━━━━━ DOCUMENT ━━━━━

Time in Space: Representing Time in Maps

This is an Archive of a Past Event

“Time in Space: Representing Time in Maps” brings together senior scholars and curators to explore a major challenge for mapmaking: how can time be conveyed through the representation of geographical features? The visual techniques that we take for granted today, such as the stratigraphic map, required deep shifts in how people understood physical space, the passage of time, and aesthetics. Participants represent a broad range of academic backgrounds including geography, history, and art history, and will treat a variety of contexts, from East Asia to Europe to the Americas. This conference will pave the way for an illustrated volume with the University of Chicago Press, the leading publisher in history of science and cartography.

━━━━━

*TO-DO LIST*:
a - Quote the Time in Space conference description above, starting with "This is an Archive" and going on through "science and cartography.".
b - Write what comes next in the Time in Space conference description above, picking up after its final sentence.

━━━━━ DATA SHOWN ━━━━━

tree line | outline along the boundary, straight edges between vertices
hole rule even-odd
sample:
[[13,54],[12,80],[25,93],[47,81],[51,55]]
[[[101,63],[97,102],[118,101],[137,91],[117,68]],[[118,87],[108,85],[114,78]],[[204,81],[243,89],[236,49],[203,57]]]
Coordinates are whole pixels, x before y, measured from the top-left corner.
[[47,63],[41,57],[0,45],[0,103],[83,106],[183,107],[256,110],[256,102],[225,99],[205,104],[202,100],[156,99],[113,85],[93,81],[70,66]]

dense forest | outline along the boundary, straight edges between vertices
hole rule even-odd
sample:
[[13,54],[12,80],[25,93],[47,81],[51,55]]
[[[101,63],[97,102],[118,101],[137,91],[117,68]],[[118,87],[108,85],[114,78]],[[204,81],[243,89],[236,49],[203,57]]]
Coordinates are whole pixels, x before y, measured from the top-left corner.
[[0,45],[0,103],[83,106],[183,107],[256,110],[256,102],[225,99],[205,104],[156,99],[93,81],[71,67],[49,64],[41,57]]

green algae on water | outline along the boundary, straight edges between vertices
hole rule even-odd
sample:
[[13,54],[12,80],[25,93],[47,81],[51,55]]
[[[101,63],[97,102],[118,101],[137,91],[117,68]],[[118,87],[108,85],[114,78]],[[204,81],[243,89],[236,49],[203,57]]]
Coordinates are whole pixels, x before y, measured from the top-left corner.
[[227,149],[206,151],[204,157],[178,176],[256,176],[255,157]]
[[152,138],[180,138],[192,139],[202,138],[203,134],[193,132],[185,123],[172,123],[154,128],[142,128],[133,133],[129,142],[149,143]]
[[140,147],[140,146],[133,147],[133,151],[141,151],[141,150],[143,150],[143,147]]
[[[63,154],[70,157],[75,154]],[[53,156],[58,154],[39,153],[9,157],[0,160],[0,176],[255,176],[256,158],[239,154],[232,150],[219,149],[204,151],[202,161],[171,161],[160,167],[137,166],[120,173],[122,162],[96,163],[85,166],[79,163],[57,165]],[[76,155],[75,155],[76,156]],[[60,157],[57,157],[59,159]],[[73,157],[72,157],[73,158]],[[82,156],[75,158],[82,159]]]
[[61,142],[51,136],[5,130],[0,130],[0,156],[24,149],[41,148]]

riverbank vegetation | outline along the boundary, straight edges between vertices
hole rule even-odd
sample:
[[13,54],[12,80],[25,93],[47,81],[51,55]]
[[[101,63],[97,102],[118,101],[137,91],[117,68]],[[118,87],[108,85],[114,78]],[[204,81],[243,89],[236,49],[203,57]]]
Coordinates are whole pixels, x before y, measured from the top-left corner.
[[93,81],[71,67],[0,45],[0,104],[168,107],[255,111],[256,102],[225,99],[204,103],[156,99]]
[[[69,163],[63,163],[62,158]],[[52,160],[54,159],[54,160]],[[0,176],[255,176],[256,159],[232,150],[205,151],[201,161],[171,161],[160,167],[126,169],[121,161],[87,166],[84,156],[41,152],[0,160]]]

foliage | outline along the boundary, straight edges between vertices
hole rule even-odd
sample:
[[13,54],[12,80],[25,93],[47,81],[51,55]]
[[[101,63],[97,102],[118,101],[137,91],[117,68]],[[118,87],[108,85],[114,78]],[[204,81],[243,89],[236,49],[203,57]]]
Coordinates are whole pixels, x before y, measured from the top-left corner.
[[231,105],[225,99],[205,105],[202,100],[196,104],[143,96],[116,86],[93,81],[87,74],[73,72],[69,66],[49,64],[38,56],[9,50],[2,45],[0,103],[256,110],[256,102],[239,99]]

━━━━━

*FINAL RESULTS*:
a -
This is an Archive of a Past Event

“Time in Space: Representing Time in Maps” brings together senior scholars and curators to explore a major challenge for mapmaking: how can time be conveyed through the representation of geographical features? The visual techniques that we take for granted today, such as the stratigraphic map, required deep shifts in how people understood physical space, the passage of time, and aesthetics. Participants represent a broad range of academic backgrounds including geography, history, and art history, and will treat a variety of contexts, from East Asia to Europe to the Americas. This conference will pave the way for an illustrated volume with the University of Chicago Press, the leading publisher in history of science and cartography.

b -
Members of the public are warmly invited to participate in the opening session, “Mapping Time,” on the afternoon of Friday, November 10, 2017.

Conference Agenda:

Friday, November 10: Open to the Public

PLEASE NOTE: Attendance is free but registration is required prior to the event. Please register HERE.

1:15 pm: Welcome and Introduction Kären Wigen & Caroline Winterer, Stanford University

Session 1: Mapping Time
Half-hour papers, plus 15 minutes Q&A each

1:30 pm-2:15 pm: Lifting the Veil of Time: Maps, Metaphor, and Antiquarianism (17th-18th c.)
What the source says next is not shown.